* **WORK TO COMPLETE**
Rewrite every one of the items below, replacing "parking lot surveillance module" with "garden monitoring module" and changing nothing else. Omit the pictures from your answer.

* **RECORDS SHOWN**
BEGIN

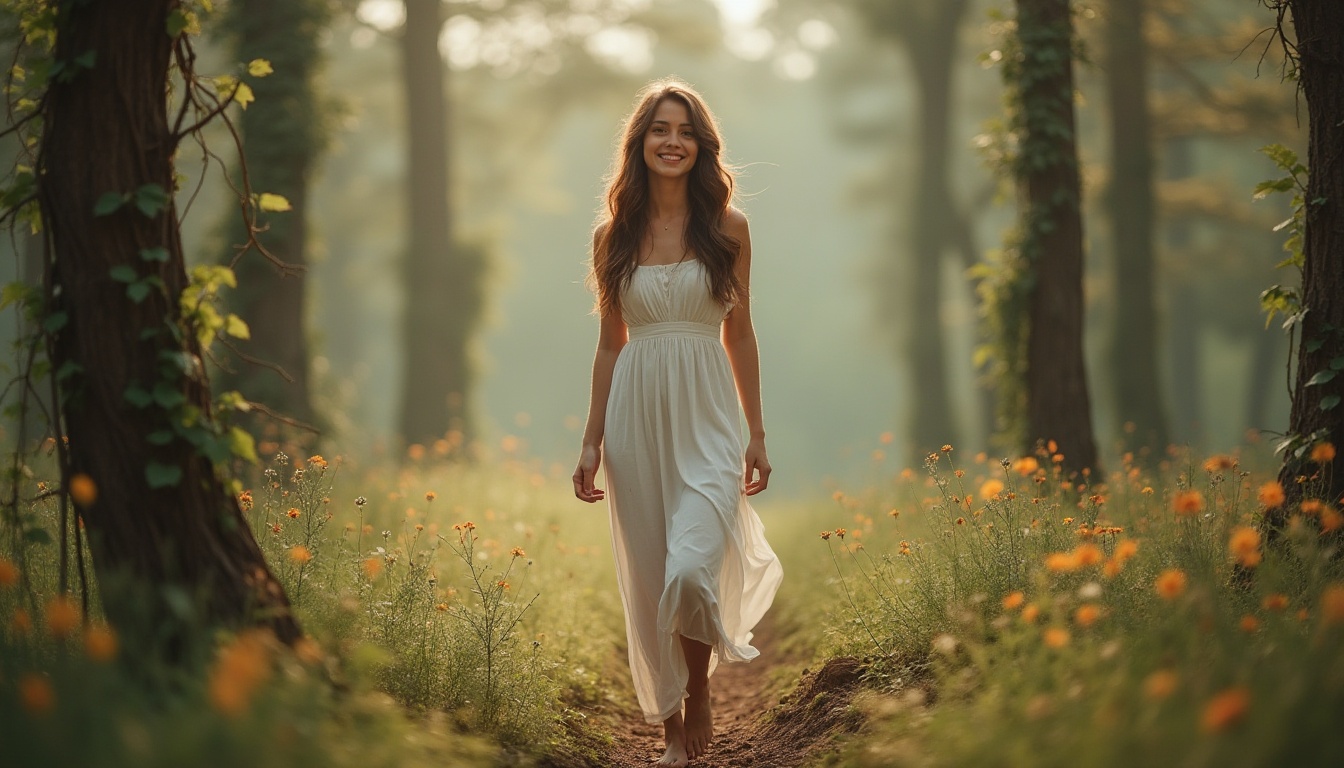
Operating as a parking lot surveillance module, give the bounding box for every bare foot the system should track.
[683,685,714,760]
[656,712,691,768]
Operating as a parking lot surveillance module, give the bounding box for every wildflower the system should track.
[1144,670,1180,701]
[363,557,383,580]
[1255,480,1284,510]
[1200,686,1251,733]
[1074,542,1102,568]
[70,472,98,507]
[19,673,56,714]
[85,624,117,662]
[1046,551,1078,573]
[1312,443,1335,464]
[1321,584,1344,624]
[46,594,79,639]
[0,557,19,586]
[1261,592,1288,613]
[1172,491,1204,518]
[1227,526,1261,568]
[1074,603,1101,627]
[1153,568,1188,600]
[208,629,270,717]
[980,480,1004,499]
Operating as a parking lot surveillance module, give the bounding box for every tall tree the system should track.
[222,0,331,421]
[982,0,1097,471]
[1266,0,1344,516]
[1105,0,1169,456]
[36,0,298,640]
[401,0,485,444]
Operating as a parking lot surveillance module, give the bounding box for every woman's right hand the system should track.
[574,445,606,504]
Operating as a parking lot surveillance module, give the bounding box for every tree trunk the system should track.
[401,0,484,444]
[220,0,329,422]
[1266,0,1344,516]
[1017,0,1097,471]
[1105,0,1169,456]
[900,0,966,456]
[39,0,300,652]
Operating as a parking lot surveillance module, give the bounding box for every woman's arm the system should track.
[723,208,770,496]
[574,230,629,503]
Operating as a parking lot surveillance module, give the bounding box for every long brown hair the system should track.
[591,79,743,316]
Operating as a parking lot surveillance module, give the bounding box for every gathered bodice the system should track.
[621,258,727,332]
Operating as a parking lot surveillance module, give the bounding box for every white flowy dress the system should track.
[603,258,784,722]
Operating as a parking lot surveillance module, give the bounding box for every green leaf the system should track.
[257,192,293,211]
[145,461,181,488]
[93,192,129,217]
[224,315,251,339]
[228,426,257,464]
[122,385,155,408]
[1306,371,1336,386]
[136,184,168,219]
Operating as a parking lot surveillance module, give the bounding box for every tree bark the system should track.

END

* **OUTPUT FOR THIS TASK**
Operating as a garden monitoring module, give the bounding box for every bare foot the system should track.
[683,685,714,760]
[656,712,691,768]
Operating as a garden monitoring module, give the bounding box for every wildflower the system should track.
[1144,670,1180,701]
[363,557,383,580]
[1255,480,1284,510]
[1200,686,1251,733]
[1074,542,1102,568]
[70,472,98,507]
[19,673,56,714]
[85,624,117,662]
[1046,551,1078,573]
[1312,443,1335,464]
[1321,584,1344,624]
[46,594,79,639]
[0,557,19,586]
[1261,592,1288,613]
[1172,491,1204,518]
[1227,526,1261,568]
[1074,603,1101,627]
[1153,568,1188,600]
[208,629,270,717]
[980,480,1004,499]
Operating as a garden monitoring module, give the bounding box for every tall tree the system should track.
[222,0,331,421]
[982,0,1097,471]
[1266,0,1344,516]
[1105,0,1169,456]
[36,0,298,640]
[401,0,485,444]
Operating as a garden monitoring module, give the bounding box for every woman's right hand the system should track.
[574,445,606,504]
Operating as a garden monitoring module, give the bounding box for every tree trunk the system should track.
[401,0,484,444]
[220,0,329,422]
[1266,0,1344,516]
[1017,0,1097,471]
[1105,0,1169,456]
[900,0,966,456]
[39,0,300,652]
Operating as a garden monitoring module, give the bounding box for every woman's arm the system should track.
[723,208,770,496]
[574,230,629,503]
Operating as a garden monitoring module, give the bounding box for every long brown hair the system should track.
[591,79,743,316]
Operating as a garden monitoring module, give the bounding box for every gathered bodice the system should track.
[621,258,727,332]
Operating as a garden monitoring module, give the bounding box for every white flowy dress the system should track.
[603,258,784,722]
Operating as a garden monitoring module, give the bounding box for every green leaf the system should track.
[257,192,293,211]
[145,461,181,488]
[93,192,129,217]
[224,315,251,339]
[228,426,257,464]
[122,385,155,408]
[1306,371,1336,386]
[136,184,168,219]
Operating as a garden monitoring module, give the bounding box for every tree bark the system should track.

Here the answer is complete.